WRITTEN INSTRUCTION: Return every line of the listing that contains the word "pants".

RECORDS PROVIDED:

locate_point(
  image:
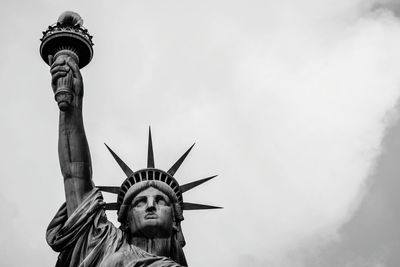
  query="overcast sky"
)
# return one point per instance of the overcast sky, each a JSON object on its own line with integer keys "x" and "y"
{"x": 294, "y": 104}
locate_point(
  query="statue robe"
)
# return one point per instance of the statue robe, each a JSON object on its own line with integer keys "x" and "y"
{"x": 87, "y": 238}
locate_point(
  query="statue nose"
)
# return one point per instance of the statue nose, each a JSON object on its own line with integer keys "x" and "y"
{"x": 151, "y": 205}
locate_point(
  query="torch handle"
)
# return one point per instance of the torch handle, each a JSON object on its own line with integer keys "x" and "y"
{"x": 64, "y": 93}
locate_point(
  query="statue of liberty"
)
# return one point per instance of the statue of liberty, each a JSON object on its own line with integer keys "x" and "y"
{"x": 149, "y": 203}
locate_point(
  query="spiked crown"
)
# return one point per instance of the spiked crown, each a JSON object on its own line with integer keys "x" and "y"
{"x": 153, "y": 174}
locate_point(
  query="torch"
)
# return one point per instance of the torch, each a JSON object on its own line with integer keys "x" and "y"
{"x": 66, "y": 39}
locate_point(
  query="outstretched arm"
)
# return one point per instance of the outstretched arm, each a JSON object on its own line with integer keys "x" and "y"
{"x": 73, "y": 149}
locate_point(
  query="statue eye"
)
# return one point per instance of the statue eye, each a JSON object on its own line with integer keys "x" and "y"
{"x": 162, "y": 201}
{"x": 140, "y": 202}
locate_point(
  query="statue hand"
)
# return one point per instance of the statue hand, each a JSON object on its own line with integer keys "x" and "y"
{"x": 62, "y": 67}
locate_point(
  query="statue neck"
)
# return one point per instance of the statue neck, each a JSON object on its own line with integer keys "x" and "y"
{"x": 160, "y": 246}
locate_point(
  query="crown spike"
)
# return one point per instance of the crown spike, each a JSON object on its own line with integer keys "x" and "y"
{"x": 188, "y": 186}
{"x": 122, "y": 164}
{"x": 150, "y": 154}
{"x": 194, "y": 206}
{"x": 178, "y": 163}
{"x": 111, "y": 206}
{"x": 109, "y": 189}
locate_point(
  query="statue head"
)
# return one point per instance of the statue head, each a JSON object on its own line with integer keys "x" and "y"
{"x": 150, "y": 202}
{"x": 150, "y": 209}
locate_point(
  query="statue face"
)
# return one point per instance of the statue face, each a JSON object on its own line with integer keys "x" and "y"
{"x": 150, "y": 214}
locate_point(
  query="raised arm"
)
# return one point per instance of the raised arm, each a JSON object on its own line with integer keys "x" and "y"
{"x": 73, "y": 148}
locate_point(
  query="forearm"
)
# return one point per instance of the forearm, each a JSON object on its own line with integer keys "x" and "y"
{"x": 74, "y": 156}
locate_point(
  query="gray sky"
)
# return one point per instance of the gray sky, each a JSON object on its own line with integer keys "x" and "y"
{"x": 293, "y": 103}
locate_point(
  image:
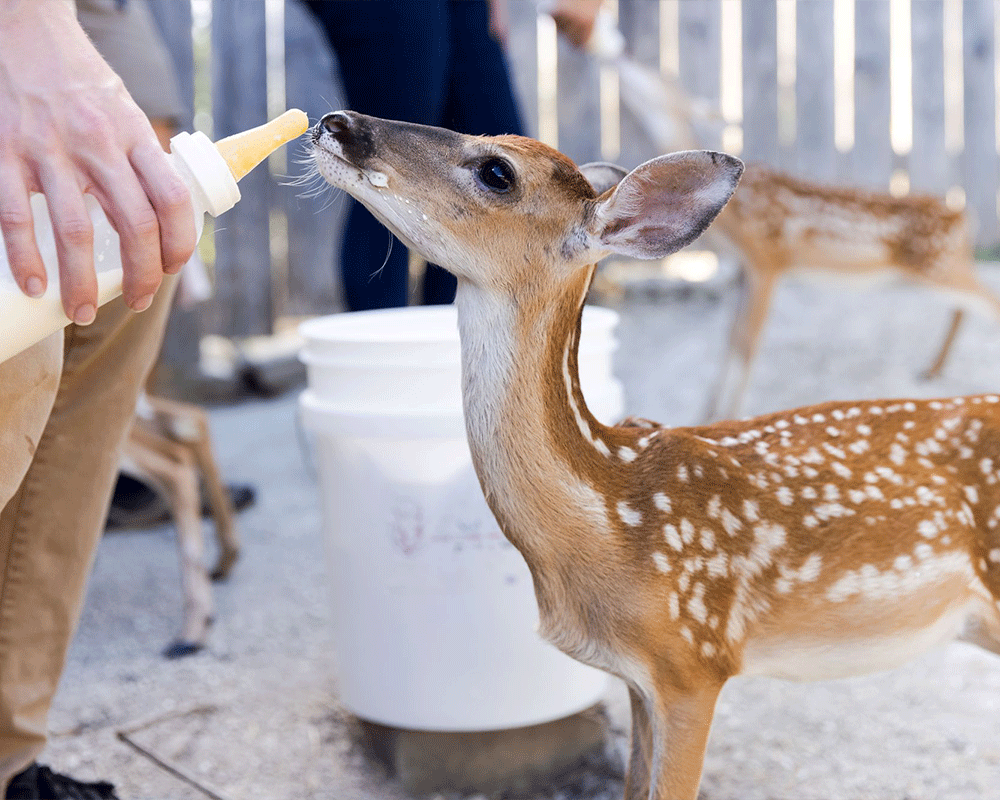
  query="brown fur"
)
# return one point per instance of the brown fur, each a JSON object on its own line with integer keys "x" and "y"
{"x": 821, "y": 538}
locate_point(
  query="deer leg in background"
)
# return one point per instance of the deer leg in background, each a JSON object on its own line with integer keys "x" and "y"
{"x": 681, "y": 723}
{"x": 175, "y": 468}
{"x": 964, "y": 281}
{"x": 934, "y": 370}
{"x": 188, "y": 424}
{"x": 756, "y": 291}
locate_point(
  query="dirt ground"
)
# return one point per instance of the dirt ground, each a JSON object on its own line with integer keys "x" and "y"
{"x": 256, "y": 714}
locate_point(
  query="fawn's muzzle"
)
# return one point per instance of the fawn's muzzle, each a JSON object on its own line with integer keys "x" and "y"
{"x": 351, "y": 131}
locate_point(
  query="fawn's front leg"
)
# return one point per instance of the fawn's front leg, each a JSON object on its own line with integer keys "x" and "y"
{"x": 680, "y": 724}
{"x": 640, "y": 756}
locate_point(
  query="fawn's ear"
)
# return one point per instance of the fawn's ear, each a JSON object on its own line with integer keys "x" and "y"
{"x": 602, "y": 175}
{"x": 664, "y": 204}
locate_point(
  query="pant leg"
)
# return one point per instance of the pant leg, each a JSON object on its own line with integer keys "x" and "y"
{"x": 393, "y": 56}
{"x": 50, "y": 527}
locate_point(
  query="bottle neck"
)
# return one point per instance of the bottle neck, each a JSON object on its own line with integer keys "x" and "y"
{"x": 204, "y": 170}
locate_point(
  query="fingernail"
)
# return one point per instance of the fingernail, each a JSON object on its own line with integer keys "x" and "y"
{"x": 85, "y": 314}
{"x": 34, "y": 287}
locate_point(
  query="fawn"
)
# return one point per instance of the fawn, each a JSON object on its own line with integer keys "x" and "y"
{"x": 828, "y": 541}
{"x": 780, "y": 226}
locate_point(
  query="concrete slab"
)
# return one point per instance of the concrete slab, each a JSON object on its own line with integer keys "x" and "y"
{"x": 279, "y": 731}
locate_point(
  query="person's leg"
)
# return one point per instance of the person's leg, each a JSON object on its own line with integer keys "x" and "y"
{"x": 479, "y": 101}
{"x": 393, "y": 56}
{"x": 50, "y": 527}
{"x": 65, "y": 415}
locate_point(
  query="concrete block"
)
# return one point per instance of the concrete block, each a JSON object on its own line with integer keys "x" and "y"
{"x": 514, "y": 761}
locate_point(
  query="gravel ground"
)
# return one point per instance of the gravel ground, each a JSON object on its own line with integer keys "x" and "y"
{"x": 256, "y": 715}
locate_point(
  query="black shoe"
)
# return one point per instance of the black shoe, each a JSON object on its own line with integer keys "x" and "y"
{"x": 137, "y": 504}
{"x": 41, "y": 783}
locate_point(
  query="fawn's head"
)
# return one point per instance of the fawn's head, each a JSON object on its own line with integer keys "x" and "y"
{"x": 499, "y": 211}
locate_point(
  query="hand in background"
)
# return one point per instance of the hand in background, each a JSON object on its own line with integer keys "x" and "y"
{"x": 68, "y": 126}
{"x": 575, "y": 19}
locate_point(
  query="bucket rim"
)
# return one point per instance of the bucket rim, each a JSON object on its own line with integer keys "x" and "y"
{"x": 351, "y": 327}
{"x": 321, "y": 416}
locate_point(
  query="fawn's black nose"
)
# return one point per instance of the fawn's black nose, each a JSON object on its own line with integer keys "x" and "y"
{"x": 336, "y": 122}
{"x": 352, "y": 131}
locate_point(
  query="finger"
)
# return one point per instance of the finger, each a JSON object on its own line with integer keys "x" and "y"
{"x": 171, "y": 200}
{"x": 132, "y": 215}
{"x": 74, "y": 237}
{"x": 17, "y": 229}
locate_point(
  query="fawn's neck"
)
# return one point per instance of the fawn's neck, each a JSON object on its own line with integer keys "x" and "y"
{"x": 541, "y": 457}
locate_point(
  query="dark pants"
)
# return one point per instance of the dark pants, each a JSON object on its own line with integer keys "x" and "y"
{"x": 432, "y": 62}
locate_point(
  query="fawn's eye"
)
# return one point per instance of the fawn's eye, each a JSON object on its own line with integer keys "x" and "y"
{"x": 496, "y": 175}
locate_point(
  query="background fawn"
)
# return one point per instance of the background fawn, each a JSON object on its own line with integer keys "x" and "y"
{"x": 823, "y": 542}
{"x": 780, "y": 226}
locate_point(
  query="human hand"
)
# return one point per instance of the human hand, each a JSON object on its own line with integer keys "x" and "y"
{"x": 68, "y": 126}
{"x": 575, "y": 19}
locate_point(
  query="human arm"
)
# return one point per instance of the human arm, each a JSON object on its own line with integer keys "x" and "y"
{"x": 69, "y": 127}
{"x": 575, "y": 19}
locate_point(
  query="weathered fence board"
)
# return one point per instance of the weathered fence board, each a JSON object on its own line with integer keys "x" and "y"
{"x": 309, "y": 284}
{"x": 980, "y": 151}
{"x": 522, "y": 57}
{"x": 699, "y": 31}
{"x": 579, "y": 104}
{"x": 315, "y": 224}
{"x": 760, "y": 81}
{"x": 639, "y": 21}
{"x": 181, "y": 342}
{"x": 815, "y": 149}
{"x": 871, "y": 157}
{"x": 928, "y": 163}
{"x": 242, "y": 303}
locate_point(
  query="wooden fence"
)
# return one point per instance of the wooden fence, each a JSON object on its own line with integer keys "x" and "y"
{"x": 896, "y": 94}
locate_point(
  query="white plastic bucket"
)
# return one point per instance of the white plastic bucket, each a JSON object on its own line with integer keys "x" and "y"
{"x": 434, "y": 611}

FULL ANSWER:
  query="dark pants"
# return one point per instance of the dark pants, each a JSON object on its own line with integer keys "x" and "y"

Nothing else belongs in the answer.